◆ Exercise prompt ◆
Turn the lines below into a numbered list, omitting any blank lines.

◆ Source records ◆
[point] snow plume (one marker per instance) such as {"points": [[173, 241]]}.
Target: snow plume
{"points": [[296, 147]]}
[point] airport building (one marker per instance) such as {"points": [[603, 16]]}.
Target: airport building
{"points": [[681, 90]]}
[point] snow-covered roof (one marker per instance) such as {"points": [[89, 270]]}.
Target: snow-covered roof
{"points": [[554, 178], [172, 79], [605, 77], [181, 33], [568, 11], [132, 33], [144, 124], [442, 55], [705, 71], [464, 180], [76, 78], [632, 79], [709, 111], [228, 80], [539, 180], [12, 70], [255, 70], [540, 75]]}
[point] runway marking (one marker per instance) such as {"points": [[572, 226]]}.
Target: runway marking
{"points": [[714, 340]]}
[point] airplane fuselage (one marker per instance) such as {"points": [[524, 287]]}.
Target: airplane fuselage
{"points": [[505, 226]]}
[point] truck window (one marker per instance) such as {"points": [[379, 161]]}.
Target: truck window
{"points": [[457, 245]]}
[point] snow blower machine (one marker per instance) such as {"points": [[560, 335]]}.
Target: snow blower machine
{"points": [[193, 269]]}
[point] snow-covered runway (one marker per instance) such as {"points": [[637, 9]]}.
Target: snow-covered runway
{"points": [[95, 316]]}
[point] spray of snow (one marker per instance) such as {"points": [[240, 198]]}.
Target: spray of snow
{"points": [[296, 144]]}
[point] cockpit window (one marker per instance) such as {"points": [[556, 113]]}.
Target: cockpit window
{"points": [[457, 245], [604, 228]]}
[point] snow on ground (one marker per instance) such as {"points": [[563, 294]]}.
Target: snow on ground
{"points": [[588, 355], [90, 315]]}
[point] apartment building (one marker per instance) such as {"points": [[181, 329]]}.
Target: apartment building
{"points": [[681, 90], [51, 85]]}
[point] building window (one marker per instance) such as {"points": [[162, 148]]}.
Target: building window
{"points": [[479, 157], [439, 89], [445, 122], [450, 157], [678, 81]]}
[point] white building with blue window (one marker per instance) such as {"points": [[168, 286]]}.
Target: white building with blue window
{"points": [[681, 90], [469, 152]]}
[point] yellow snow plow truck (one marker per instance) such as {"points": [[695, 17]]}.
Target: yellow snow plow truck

◆ Response to this task ◆
1. [point] snow plume (one marker per instance) such as {"points": [[173, 241]]}.
2. Target: snow plume
3. {"points": [[296, 147]]}
4. [point] airport building (one marker per instance) such as {"points": [[603, 16]]}.
5. Target: airport building
6. {"points": [[681, 90]]}
7. [point] snow-covered roof (one marker per instance) such as {"points": [[89, 270]]}.
8. Target: snow-covered roof
9. {"points": [[554, 178], [172, 79], [605, 77], [181, 33], [568, 11], [132, 33], [144, 124], [442, 55], [705, 71], [464, 180], [76, 78], [632, 79], [709, 111], [228, 80], [539, 180], [12, 70], [255, 70], [540, 75]]}
10. [point] runway marking (one marker per instance) such as {"points": [[572, 226]]}.
11. Target: runway marking
12. {"points": [[714, 340]]}
13. [point] airplane fuselage (one marker per instance) such as {"points": [[524, 287]]}.
14. Target: airplane fuselage
15. {"points": [[505, 226]]}
16. [point] truck window (one marker per instance) such as {"points": [[379, 161]]}.
17. Target: truck window
18. {"points": [[457, 245]]}
19. [point] snow blower machine (one marker per instance) such as {"points": [[560, 335]]}.
20. Target: snow blower machine
21. {"points": [[193, 269]]}
22. [point] snow-covered runway (one marker per instance) such as {"points": [[637, 9]]}.
23. Target: snow-covered runway
24. {"points": [[95, 316]]}
25. [point] spray of snow (one marker per instance) such as {"points": [[240, 198]]}.
26. Target: spray of snow
27. {"points": [[296, 144]]}
28. [point] cockpit window (one marker per instance) such as {"points": [[556, 113]]}.
29. Target: cockpit window
30. {"points": [[457, 245], [604, 228]]}
31. [point] snow on ground (one marker per instance) such as {"points": [[563, 294]]}.
32. Target: snow on ground
33. {"points": [[588, 355], [90, 315]]}
34. [point] apartment building (one marker per instance) such as {"points": [[181, 329]]}.
35. Target: apartment building
36. {"points": [[681, 90], [51, 85]]}
37. [point] building window (one marker per instance) such as {"points": [[162, 148]]}.
38. Target: building window
39. {"points": [[479, 157], [439, 89], [445, 122], [450, 157], [678, 81]]}
40. [point] white building with blue window (one marker per instance) such as {"points": [[168, 286]]}.
41. Target: white building with blue window
42. {"points": [[681, 90], [469, 152]]}
43. [point] yellow snow plow truck (one marker per instance) such as {"points": [[695, 17]]}.
44. Target: yellow snow plow truck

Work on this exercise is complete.